#### Goal of the exercise
Copy out nothing but the lines from the one holding "# response rows" through the end of the entries below, exactly as written and without the pictures.

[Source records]

──────

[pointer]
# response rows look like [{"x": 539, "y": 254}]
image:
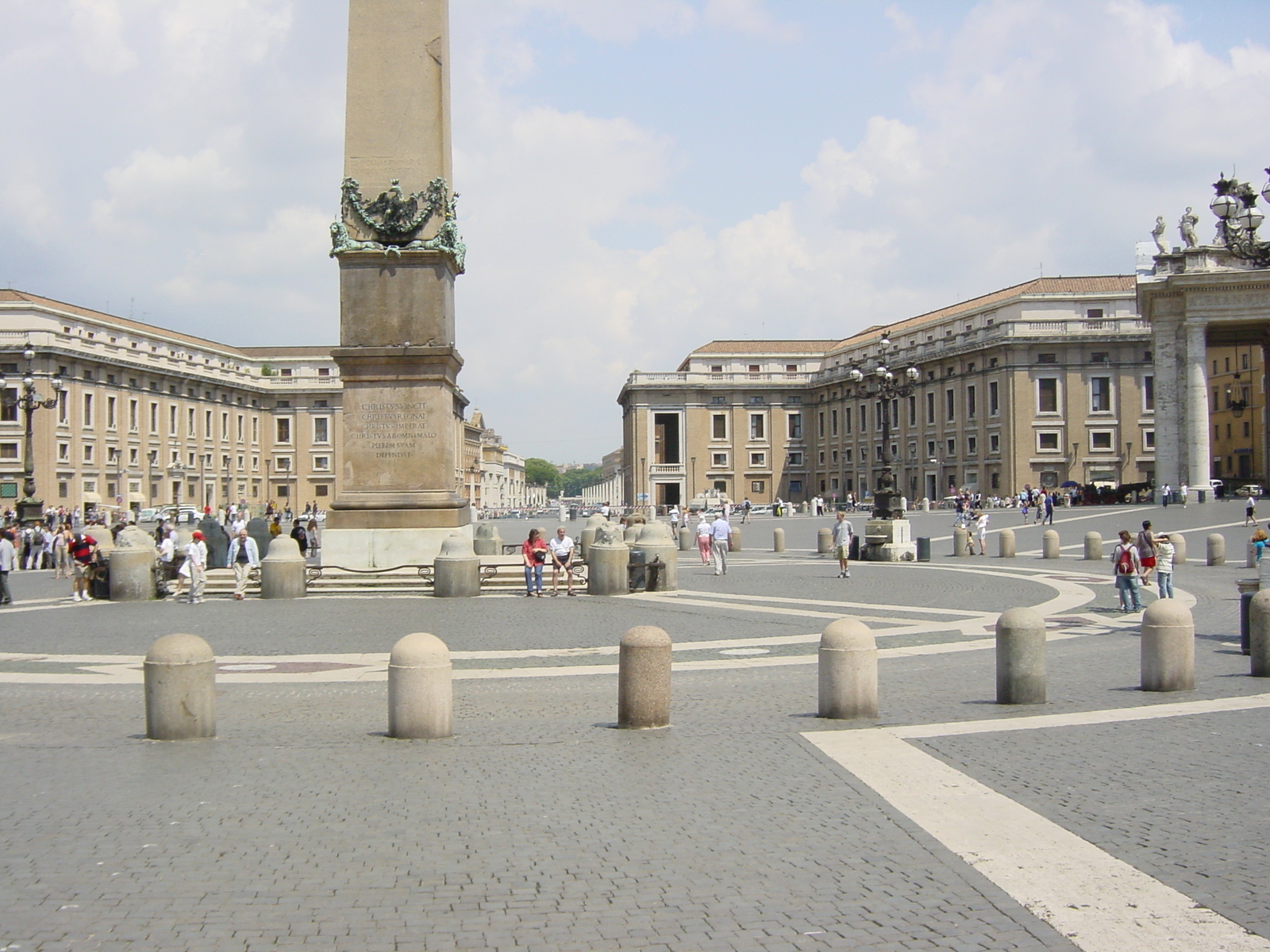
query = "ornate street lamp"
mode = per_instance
[
  {"x": 886, "y": 385},
  {"x": 31, "y": 509}
]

──────

#### Final answer
# response rows look like [{"x": 539, "y": 254}]
image:
query = "ornate street lamp"
mode = per_instance
[
  {"x": 886, "y": 385},
  {"x": 31, "y": 509}
]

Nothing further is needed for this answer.